**本文:**
----------
前回までで、大体の音作りは終っていますが、残りのシングルノートの音作りを済ませてから、ミックスダウンに入り、楽曲を完成させます。
ギター・ソロの音作り
「ギター・ソロ」とは、ギターで弾かれるシングル・ノート(単音)のメロディーのことです。よく、「リード・ギター」とか「アドリブ・ソロ」と呼んだりしますが、ほぼ同じ意味と思ってよいと思います。その 「ギター・ソロ」 ですが、弾いている弦のポジションや、指の強弱によって、本人の意図しない音量差が出てくるものです。それを補うためにも、はじめにコンプレッサーによって、音量差を、多少なりとも解消したいところです。(ギタリストがうまければこの作業は、必要ないかも知れません)
そこで、よく使っているプラグインのコンプレッサーを2種類「ギター・ソロ」にかけて、書き出してみました。書き出された波形をみると、音量差はかなり改善され、サスティーン(音の伸び)も出てきましたが、波形の頭(先頭)に角(つの)のような音量差が出てきてしまいました。これは2種類とも、アタックを最速にしても解消されませんでした。ここで、他のコンプレッサーを試すのも、使い方をあまり把握していないこともあり、コンプレッサーで音量をそろえるという作業は、断念しました。つまり、 「ギター・ソロ」 などのリード楽器にむくコンプレッサーは、意外と少ないということだと思います。反省点としては、 「ギター・ソロ」 に使えるコンプレッサーを、自分なりに試行錯誤してあらかじめ用意しておくと、あとからの音作りが、らくになると思います。
----------
**保存データ:**
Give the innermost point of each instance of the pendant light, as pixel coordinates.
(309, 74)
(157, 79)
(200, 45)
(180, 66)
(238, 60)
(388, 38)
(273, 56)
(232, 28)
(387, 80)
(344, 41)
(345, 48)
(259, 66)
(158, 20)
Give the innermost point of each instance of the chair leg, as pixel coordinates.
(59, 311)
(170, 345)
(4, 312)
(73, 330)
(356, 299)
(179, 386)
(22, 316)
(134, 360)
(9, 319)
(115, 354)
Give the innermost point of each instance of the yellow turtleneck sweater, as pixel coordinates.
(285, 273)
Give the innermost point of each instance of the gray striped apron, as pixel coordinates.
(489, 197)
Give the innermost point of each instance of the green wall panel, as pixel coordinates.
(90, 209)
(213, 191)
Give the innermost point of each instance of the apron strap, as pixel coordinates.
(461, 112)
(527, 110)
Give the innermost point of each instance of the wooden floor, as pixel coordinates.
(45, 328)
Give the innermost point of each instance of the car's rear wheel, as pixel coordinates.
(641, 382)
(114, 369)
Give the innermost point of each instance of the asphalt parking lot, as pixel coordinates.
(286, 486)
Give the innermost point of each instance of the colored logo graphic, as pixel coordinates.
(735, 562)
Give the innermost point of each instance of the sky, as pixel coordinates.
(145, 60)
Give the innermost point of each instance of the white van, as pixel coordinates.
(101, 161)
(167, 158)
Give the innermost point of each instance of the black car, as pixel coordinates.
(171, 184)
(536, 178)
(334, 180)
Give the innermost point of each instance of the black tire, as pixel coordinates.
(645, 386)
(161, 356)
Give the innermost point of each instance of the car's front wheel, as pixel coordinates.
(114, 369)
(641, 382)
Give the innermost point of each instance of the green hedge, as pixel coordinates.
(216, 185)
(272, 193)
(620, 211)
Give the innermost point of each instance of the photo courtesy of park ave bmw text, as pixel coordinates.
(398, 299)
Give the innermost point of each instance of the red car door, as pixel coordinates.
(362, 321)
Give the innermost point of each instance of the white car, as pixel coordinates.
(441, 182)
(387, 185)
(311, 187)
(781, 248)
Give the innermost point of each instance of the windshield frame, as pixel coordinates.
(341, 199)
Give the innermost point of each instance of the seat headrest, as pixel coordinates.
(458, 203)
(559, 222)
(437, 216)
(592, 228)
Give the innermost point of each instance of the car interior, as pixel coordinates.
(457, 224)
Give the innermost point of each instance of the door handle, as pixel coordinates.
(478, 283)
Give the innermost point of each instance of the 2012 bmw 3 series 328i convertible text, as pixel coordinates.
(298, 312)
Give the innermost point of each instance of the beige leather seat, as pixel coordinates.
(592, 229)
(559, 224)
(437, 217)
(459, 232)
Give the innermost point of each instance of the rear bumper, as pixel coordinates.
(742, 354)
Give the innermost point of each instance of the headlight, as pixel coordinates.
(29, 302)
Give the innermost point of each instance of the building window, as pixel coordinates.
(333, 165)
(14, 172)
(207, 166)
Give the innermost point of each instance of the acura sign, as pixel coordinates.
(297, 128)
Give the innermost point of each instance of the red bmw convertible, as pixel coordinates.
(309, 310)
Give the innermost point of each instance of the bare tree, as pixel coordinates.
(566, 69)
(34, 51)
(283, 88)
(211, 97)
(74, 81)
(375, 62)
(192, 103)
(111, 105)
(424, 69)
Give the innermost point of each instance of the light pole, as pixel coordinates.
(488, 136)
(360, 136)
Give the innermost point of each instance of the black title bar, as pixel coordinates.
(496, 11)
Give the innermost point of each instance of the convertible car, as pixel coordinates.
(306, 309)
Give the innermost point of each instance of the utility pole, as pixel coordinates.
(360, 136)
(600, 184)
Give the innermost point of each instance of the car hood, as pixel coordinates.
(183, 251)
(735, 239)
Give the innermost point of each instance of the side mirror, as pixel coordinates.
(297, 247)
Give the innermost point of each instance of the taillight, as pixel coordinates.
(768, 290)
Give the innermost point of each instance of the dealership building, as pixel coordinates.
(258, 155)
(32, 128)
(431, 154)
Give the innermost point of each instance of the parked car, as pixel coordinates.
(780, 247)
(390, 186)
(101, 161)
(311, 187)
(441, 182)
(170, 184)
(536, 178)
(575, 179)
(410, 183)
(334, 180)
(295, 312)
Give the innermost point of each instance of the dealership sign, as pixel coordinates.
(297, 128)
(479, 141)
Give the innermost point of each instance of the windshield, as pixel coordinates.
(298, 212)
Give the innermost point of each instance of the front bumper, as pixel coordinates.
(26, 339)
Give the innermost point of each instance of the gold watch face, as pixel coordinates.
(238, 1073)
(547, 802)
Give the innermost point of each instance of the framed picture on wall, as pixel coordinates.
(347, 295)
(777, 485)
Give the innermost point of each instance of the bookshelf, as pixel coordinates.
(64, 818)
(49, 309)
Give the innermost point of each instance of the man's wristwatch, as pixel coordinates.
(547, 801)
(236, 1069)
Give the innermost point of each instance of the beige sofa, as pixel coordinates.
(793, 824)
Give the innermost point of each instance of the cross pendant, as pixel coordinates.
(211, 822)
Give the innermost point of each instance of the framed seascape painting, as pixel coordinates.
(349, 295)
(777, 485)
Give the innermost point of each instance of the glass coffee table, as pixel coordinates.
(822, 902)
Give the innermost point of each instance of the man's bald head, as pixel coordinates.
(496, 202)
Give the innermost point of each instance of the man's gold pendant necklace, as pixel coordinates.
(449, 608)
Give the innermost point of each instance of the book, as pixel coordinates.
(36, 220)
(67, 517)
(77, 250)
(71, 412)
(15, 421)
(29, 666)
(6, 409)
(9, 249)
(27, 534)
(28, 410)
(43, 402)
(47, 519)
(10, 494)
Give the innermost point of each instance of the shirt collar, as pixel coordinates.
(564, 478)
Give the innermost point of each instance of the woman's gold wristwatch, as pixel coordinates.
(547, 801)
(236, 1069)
----------
**小練習:**
ギター・ソロの音作りに関する本文をもとに、次の問いに答えよ。
1. 「ギター・ソロ」は、ほかにどのような呼び方をされることがあるか。
2. 「ギター・ソロ」にかけて書き出したプラグインのコンプレッサーは何種類か。
3. 書き出された波形の頭(先頭)には、何が出てきたか。
本文の記述だけを根拠にして答えること。

**解答:**
1. 「リード・ギター」や「アドリブ・ソロ」
2. 2種類
3. 角(つの)のような音量差